EXTRACTED TEXT »
November 7. Some while ago, driving home through the evening traffic along Sunset Boulevard, I was attacked by one of those spasms of cramp which often follow Dr. K.'s injections. It was so violent and so unexpected that I exclaimed “Oh God!” aloud. And now something extraordinary happened. The word, which I have misused ten million times, produced a kind of echo in my consciousness, like the vibration after a bell has been struck. It seemed to vibrate down, down into the depths of me. It was so strange, so awe-inspiring, that I longed for the cramp to return. I thought: “I have called upon God.” After a moment, I had another spasm, but this time there was no echo. The word was just another word.

How much unhappiness there is in the world! No need to search for it across the ocean, in bombed London or China or Greece. The other evening, outside my window, a little boy cried to his mother: “You don't want
anyone
to play with me!” Even the most trivial unkindness is heartbreaking, if one weren't so deaf and blind. Very occasionally, I'm aware of this. The other night (it sounds absurd when I write it) I ran the car over a tin can on our parking lot, and felt almost as bad as if I'd killed an animal. “Oh God,” I said to myself, “must we
always
keep smashing things?”

PROVIDED MATERIAL »

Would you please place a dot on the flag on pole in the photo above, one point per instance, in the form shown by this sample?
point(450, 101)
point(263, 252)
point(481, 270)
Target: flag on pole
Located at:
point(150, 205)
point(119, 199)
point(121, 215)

EXERCISE BRIEF » Carry the November 7 diary entry forward from its last sentence, writing the next part in the same voice. Nothing in the items is required here.

RESPONSE TO THIS TASK »
Tomorrow morning, I'm going up to the temple to be initiated by the Swami. I know he is only doing this to encourage me—because, as he told Gerald, I am “arnest”—but I feel terribly inadequate. Lately, I've been getting up too late and missing my morning hour.

November 8. Picked up Gerald in the car and was at the temple by seven-thirty. When I went into the shrine, the Swami was already seated. I took my place on his left, holding a little tray with the flowers which one of the women had given me to offer; two red roses, a white rose, and a big white daisy. First the Swami told me to meditate as usual. Then I had to offer the flowers—the red roses to the photographs of Ramakrishna and Holy Mother, the daisy to the icon of Christ, the white rose to the Swami himself, as my guru. Next, he told me to meditate on Ramakrishna in the central cavity of the heart. Then he taught me my Sanskrit mantram, which I must never repeat to anybody, and gave me a rosary, showing me how to use it.

A
mantram
consists of one or more Sanskrit words, a holy name or names, which the guru gives to his disciple and which the disciple is required to repeat and meditate on throughout the rest of his life. The giving of the mantram is the essential act of the initiation ceremony. The guru may also give the disciple a rosary; this can be thought of as a physical gift which embodies the spiritual gift of the mantram.

The rosary beads used by the Ramakrishna Order are made of small dried kernels of the berry of the rudraksha tree. There are 108 beads, plus a bead which hangs down, out of line with the others, and has a tassel attached to it. This bead is said to represent the guru.

Repeating your mantram is called making
japam.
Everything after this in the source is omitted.